§ Aim of the task: Filter the data for "block" and copy matching lines.

Data for review: Begin

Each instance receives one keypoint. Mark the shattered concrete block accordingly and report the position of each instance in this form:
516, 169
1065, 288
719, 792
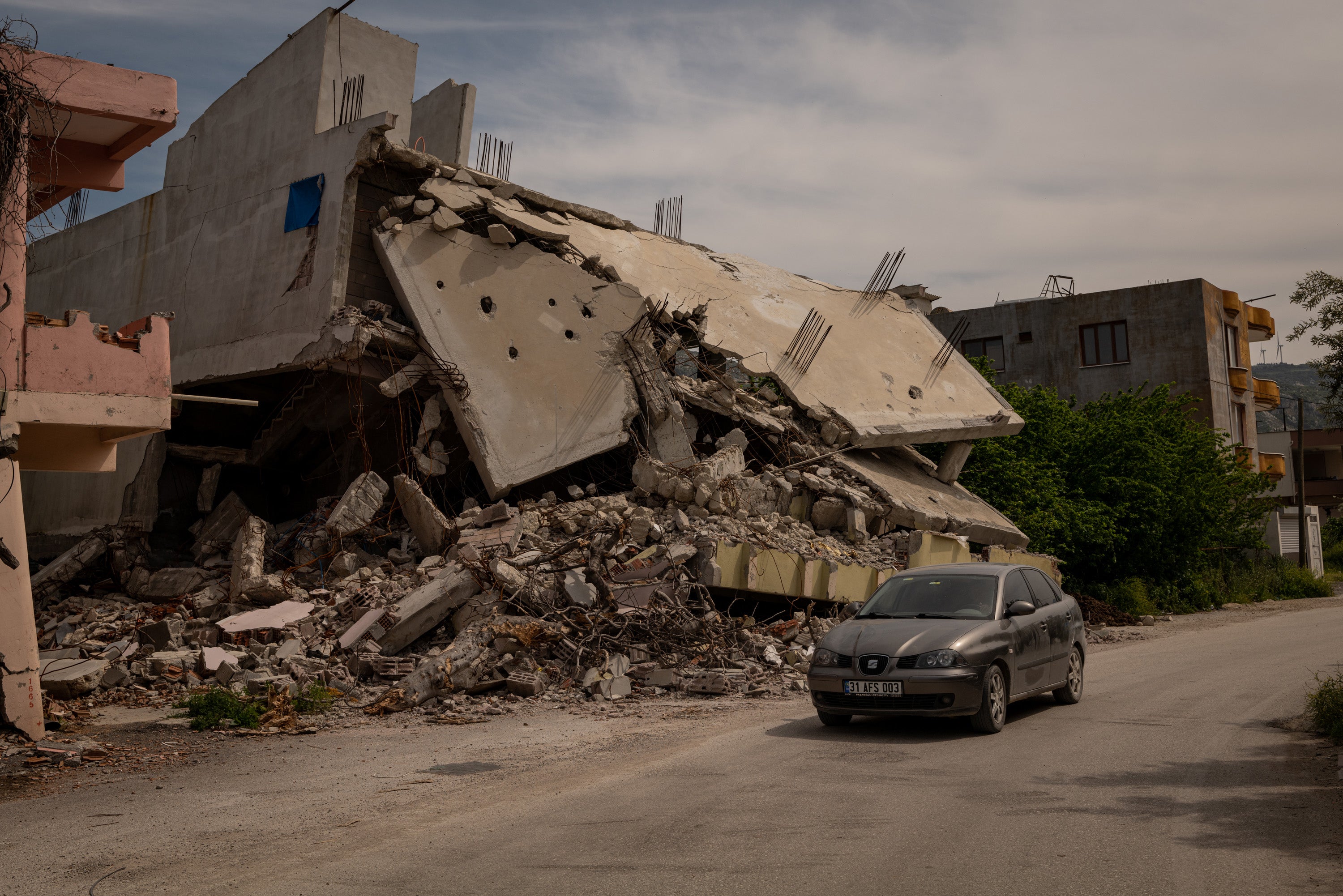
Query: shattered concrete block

Data for review: End

§ Task answer:
Each instance receives one keypoint. Mark the shattered concrete block accordingly and report the position of each instance in this form:
Query: shattered concrete block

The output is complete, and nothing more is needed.